Problem details: Quote word for word the portion of the LangChain discussion thread starting with "Congrats to the LangChain" and going on through "goes to die.".

I would agree that strict typing is unpythonic but in this case I think this is an outdated opinion of Python, one that it's been backpedaling on with type annotations &c. I think Python made perfectly reasonable decisions about this some 30 years ago, and they haven't aged well, which isn't even really a criticism as much as a consequence of it's enormous success. Python had outlived a lot of the ideas & attitudes about language design that went into making it, and carries them as scar tissue.


Indeed, the team has done momentum, community and probably other things well, congrats to them!


As of right now, LangChain is the easiest-to-use and most popular software library for composing LLM-powered systems together.

The funding will help the team make it into a polished product.

In particular, I expect LangChain will start offering prebuilt hosted services that developers can use as components for building third-party apps.

Congrats to the LangChain team!


Money != polish, money means they now need to find a way of earning money from it. This is sometimes how FOSS goes to die.


This one is right in the middle of the action - the plugin market. It is the Android to OpenAI's iOS. Everyone needs a second option.


Another thing people seem to forget is that Langchain can use LLMs that aren't made by OpenAI.

If OpenAI goes under, or a great open-source model comes onto the scene, Langchain can still do its thing.


this is a seed round, the goal is to get growth, and after series C/D/E expectation will be to get into profitability.


Meaning, bait-and-switch users by all means necessary (but after series C). I'm really looking forward to it.


but you have to at least have a monetization strategy right?


Consulting, paid plugins.


FYI: the signup link on your home page leads to the about page instead.


Sorry, which home page, I don't have any )


Doh, I thought you were from LongChain.


Maybe a managed solution, too.


This is the path forward that I see for Langchain commercialization as well. As we begin to see more and more products built atop LLMs, these hosted services could form the backbone for a lot of those applications.

Disclaimer: We - Milvus (https://milvus.io) and Zilliz (https://zilliz.com) - and we have integrations as a vector store in Langchain.


Are there examples of a langchain agent that uses chat API w/ gpt 3.5 or 4 and works well? I keep trying the library every once in a while, and I like it in theory, but the more impressive-seeming parts just don’t seem to actually work well.

Extracted listing:
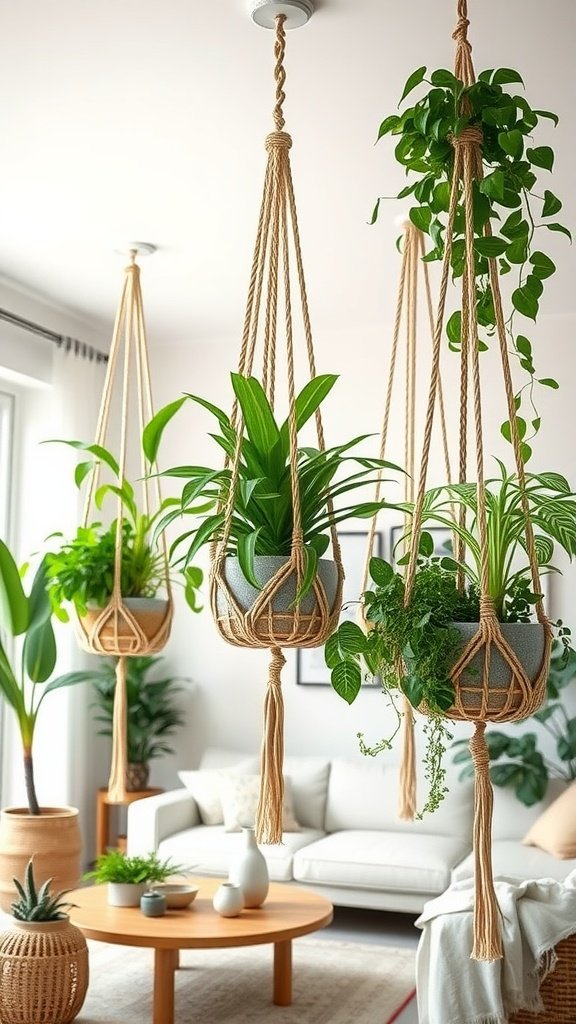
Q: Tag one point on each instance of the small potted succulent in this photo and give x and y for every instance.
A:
(43, 957)
(128, 878)
(152, 715)
(82, 570)
(25, 683)
(413, 647)
(261, 531)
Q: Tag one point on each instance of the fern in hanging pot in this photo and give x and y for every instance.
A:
(414, 646)
(260, 537)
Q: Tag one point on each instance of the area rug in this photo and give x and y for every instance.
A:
(333, 983)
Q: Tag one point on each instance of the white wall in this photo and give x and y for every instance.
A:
(224, 700)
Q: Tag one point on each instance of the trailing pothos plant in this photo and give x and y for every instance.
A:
(262, 517)
(516, 761)
(511, 210)
(82, 570)
(411, 647)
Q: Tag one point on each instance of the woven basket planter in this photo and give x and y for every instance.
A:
(43, 972)
(140, 627)
(275, 621)
(558, 990)
(52, 838)
(501, 697)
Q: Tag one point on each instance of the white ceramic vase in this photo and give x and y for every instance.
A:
(228, 900)
(250, 871)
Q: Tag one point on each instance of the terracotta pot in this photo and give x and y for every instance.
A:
(51, 837)
(150, 613)
(528, 642)
(44, 972)
(277, 628)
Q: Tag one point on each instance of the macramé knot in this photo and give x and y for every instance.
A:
(468, 136)
(278, 140)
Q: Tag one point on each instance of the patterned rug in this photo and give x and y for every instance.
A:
(334, 983)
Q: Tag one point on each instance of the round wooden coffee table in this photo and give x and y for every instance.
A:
(288, 912)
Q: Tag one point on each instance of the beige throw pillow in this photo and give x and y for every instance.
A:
(240, 800)
(554, 830)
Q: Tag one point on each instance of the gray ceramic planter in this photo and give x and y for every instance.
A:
(282, 605)
(528, 642)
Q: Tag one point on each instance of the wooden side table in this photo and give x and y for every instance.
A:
(103, 813)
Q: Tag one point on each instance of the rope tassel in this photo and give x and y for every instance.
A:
(269, 813)
(487, 938)
(117, 781)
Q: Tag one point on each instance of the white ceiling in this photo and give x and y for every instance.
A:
(139, 119)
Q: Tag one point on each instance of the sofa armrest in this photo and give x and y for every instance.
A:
(155, 818)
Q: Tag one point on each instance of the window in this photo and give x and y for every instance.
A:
(6, 429)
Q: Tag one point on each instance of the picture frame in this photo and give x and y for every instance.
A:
(311, 667)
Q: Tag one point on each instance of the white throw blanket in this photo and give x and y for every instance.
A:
(455, 989)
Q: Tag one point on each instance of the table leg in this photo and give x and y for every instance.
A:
(282, 974)
(164, 964)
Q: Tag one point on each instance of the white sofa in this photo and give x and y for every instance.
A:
(352, 846)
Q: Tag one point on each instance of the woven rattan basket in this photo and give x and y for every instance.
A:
(558, 990)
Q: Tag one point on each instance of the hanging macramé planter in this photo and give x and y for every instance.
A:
(272, 616)
(413, 250)
(127, 626)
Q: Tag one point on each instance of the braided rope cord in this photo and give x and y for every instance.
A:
(477, 698)
(264, 624)
(118, 630)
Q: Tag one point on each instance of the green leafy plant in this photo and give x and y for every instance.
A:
(412, 647)
(24, 680)
(152, 716)
(517, 761)
(262, 518)
(510, 209)
(82, 570)
(117, 866)
(38, 904)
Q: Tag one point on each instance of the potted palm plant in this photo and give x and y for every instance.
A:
(52, 834)
(260, 536)
(413, 646)
(43, 957)
(152, 715)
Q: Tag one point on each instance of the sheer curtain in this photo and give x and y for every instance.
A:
(49, 502)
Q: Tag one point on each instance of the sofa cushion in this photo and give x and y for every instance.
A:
(240, 795)
(364, 795)
(210, 850)
(513, 860)
(371, 859)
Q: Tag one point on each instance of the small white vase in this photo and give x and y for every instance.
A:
(228, 900)
(250, 871)
(126, 893)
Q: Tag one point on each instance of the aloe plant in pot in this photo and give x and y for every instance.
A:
(26, 624)
(261, 532)
(413, 646)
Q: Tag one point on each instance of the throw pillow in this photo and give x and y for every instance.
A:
(554, 830)
(204, 783)
(240, 799)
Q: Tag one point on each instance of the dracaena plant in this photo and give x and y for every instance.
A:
(28, 655)
(411, 646)
(82, 570)
(262, 515)
(510, 203)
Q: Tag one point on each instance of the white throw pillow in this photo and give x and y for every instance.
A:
(240, 794)
(204, 783)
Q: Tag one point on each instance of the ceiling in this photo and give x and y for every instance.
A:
(138, 119)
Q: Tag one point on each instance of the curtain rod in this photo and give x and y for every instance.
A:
(62, 340)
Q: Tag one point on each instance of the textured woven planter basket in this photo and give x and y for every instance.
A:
(117, 634)
(558, 990)
(43, 973)
(496, 702)
(275, 622)
(52, 838)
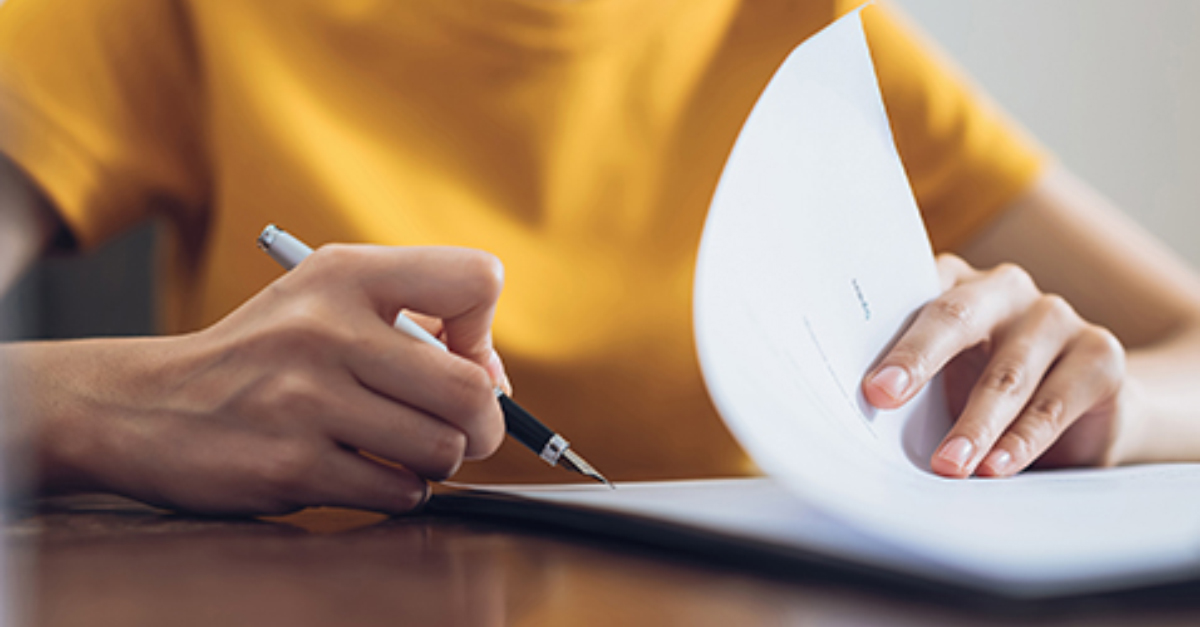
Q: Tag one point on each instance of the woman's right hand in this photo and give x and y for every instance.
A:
(295, 399)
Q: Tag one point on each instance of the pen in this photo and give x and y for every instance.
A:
(552, 448)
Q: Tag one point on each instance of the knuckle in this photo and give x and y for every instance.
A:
(486, 272)
(953, 310)
(287, 467)
(1005, 377)
(1021, 441)
(293, 395)
(1045, 410)
(333, 257)
(469, 392)
(447, 449)
(1057, 308)
(1107, 353)
(1014, 275)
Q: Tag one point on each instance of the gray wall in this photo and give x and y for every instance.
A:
(1111, 87)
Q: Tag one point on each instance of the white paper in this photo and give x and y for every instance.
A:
(814, 258)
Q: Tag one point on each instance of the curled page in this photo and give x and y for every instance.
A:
(813, 260)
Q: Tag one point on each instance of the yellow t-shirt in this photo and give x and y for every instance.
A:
(577, 141)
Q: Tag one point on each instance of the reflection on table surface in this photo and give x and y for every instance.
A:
(99, 560)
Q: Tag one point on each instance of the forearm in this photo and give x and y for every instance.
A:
(1164, 396)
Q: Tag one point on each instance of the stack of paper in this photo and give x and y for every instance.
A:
(814, 257)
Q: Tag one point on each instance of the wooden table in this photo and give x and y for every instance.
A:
(100, 561)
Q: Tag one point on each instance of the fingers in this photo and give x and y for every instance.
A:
(342, 478)
(1043, 369)
(431, 381)
(1008, 381)
(424, 445)
(1090, 372)
(966, 315)
(459, 286)
(451, 288)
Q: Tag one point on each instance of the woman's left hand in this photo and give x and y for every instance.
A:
(1027, 377)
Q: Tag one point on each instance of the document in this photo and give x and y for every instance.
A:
(814, 258)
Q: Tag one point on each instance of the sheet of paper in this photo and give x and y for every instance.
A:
(814, 257)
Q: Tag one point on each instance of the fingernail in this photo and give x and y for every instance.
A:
(999, 463)
(958, 452)
(893, 381)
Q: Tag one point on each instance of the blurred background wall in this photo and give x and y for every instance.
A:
(1111, 87)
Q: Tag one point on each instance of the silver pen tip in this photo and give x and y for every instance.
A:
(268, 237)
(573, 461)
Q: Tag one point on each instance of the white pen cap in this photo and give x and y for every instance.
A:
(285, 249)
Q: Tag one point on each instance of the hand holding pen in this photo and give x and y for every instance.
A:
(551, 447)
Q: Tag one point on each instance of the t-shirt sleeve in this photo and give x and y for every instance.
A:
(966, 161)
(99, 106)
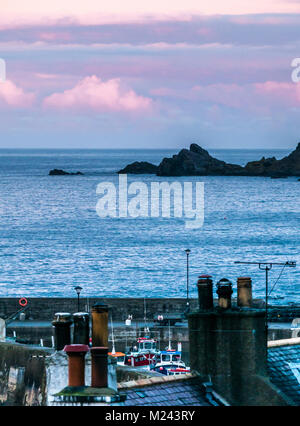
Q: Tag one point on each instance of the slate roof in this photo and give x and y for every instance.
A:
(284, 369)
(188, 391)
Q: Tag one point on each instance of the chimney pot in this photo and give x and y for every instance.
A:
(81, 328)
(205, 292)
(100, 325)
(76, 355)
(244, 292)
(62, 324)
(224, 292)
(99, 367)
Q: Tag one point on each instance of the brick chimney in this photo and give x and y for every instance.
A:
(228, 343)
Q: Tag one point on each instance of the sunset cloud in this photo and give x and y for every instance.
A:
(91, 12)
(14, 97)
(92, 93)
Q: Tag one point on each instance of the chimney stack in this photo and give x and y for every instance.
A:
(62, 329)
(205, 292)
(100, 325)
(76, 355)
(228, 343)
(99, 367)
(244, 292)
(81, 328)
(224, 292)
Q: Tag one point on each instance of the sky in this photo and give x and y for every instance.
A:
(159, 74)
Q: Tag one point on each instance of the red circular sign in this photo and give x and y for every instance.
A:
(23, 302)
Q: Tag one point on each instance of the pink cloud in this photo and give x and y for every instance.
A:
(92, 93)
(14, 96)
(255, 97)
(287, 94)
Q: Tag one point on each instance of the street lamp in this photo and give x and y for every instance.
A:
(187, 251)
(78, 290)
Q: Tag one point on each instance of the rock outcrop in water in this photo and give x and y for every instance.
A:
(287, 166)
(140, 167)
(196, 161)
(59, 172)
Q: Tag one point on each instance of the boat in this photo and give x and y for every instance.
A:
(170, 362)
(144, 354)
(119, 356)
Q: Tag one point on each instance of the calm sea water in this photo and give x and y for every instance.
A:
(51, 238)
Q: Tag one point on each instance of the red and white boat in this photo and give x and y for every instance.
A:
(144, 354)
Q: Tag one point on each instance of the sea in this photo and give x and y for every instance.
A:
(52, 239)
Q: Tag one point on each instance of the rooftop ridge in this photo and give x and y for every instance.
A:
(156, 380)
(284, 342)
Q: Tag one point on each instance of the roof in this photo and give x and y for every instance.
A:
(284, 367)
(168, 391)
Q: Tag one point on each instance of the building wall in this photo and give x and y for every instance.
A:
(31, 376)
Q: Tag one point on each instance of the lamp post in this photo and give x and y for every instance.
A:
(187, 251)
(78, 290)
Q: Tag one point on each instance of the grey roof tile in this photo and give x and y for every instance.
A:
(173, 393)
(286, 378)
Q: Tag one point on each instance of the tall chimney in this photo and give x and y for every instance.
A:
(62, 329)
(76, 355)
(224, 292)
(228, 347)
(100, 325)
(81, 328)
(99, 367)
(244, 293)
(205, 292)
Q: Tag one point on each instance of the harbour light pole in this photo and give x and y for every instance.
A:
(187, 251)
(78, 290)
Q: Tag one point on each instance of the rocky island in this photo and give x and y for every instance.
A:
(196, 161)
(59, 172)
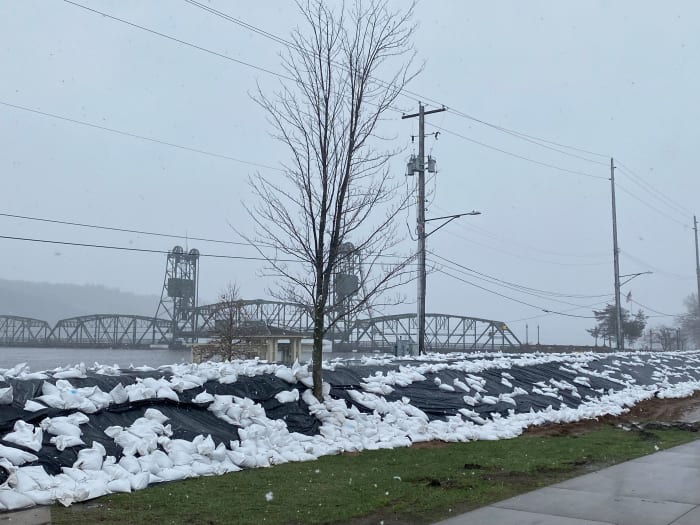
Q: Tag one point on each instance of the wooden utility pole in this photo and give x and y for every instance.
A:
(420, 220)
(697, 259)
(616, 256)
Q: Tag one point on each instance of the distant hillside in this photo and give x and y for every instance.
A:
(51, 302)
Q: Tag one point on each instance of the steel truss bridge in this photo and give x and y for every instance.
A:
(444, 332)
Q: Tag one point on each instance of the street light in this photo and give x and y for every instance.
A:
(632, 276)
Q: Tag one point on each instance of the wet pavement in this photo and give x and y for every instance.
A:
(659, 489)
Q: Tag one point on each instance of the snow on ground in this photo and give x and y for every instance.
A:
(76, 433)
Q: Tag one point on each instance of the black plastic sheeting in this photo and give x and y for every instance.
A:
(188, 419)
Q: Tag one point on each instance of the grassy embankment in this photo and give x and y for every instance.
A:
(421, 484)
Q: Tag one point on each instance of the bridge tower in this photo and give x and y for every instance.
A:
(346, 285)
(178, 300)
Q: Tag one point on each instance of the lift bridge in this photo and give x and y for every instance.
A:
(180, 320)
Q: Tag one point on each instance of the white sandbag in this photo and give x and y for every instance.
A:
(130, 464)
(40, 497)
(49, 389)
(167, 393)
(16, 456)
(32, 406)
(119, 485)
(205, 446)
(39, 475)
(90, 458)
(162, 459)
(179, 457)
(27, 435)
(116, 472)
(64, 442)
(68, 497)
(286, 374)
(6, 395)
(119, 394)
(155, 415)
(113, 431)
(172, 474)
(203, 397)
(13, 500)
(228, 379)
(101, 399)
(76, 474)
(203, 469)
(140, 480)
(288, 396)
(62, 427)
(22, 482)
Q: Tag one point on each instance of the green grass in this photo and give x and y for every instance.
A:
(421, 484)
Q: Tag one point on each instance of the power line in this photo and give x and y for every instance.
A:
(651, 206)
(660, 314)
(180, 41)
(515, 289)
(512, 298)
(500, 238)
(656, 269)
(565, 311)
(154, 234)
(136, 136)
(141, 250)
(123, 230)
(518, 156)
(416, 97)
(519, 286)
(520, 255)
(241, 62)
(651, 190)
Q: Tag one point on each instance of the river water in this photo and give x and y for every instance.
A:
(47, 358)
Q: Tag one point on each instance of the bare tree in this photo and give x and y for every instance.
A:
(666, 336)
(227, 322)
(336, 190)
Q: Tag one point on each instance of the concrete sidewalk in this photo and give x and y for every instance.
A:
(659, 489)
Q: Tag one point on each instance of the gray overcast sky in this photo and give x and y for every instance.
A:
(616, 78)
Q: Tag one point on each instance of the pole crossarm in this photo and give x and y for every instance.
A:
(632, 276)
(448, 219)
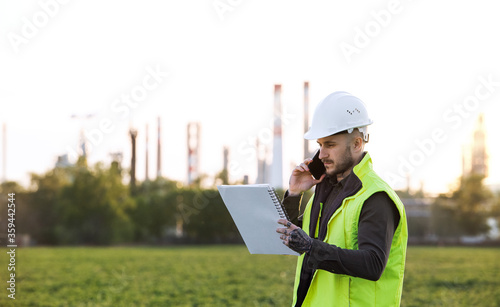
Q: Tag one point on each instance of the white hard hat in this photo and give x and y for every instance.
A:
(338, 112)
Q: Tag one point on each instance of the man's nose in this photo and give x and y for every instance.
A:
(322, 153)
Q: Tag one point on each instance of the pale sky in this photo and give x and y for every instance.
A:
(425, 70)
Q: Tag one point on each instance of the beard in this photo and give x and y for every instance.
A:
(344, 163)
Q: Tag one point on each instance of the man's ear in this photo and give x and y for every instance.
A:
(358, 144)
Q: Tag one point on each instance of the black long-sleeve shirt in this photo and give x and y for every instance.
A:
(378, 221)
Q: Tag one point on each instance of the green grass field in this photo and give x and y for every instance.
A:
(225, 276)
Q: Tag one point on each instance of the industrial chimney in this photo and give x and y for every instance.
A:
(147, 153)
(306, 119)
(4, 152)
(158, 164)
(277, 164)
(133, 136)
(193, 142)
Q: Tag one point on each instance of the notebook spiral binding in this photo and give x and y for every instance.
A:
(277, 203)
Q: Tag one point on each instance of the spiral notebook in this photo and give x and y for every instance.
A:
(255, 209)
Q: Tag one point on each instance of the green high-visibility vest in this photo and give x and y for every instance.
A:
(329, 289)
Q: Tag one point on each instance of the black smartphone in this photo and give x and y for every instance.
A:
(316, 167)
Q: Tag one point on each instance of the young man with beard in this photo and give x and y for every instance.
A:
(352, 235)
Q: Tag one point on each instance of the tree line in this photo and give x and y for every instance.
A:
(91, 205)
(82, 205)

Task response:
Congrats to the LangChain team!


Money != polish, money means they now need to find a way of earning money from it. This is sometimes how FOSS goes to die.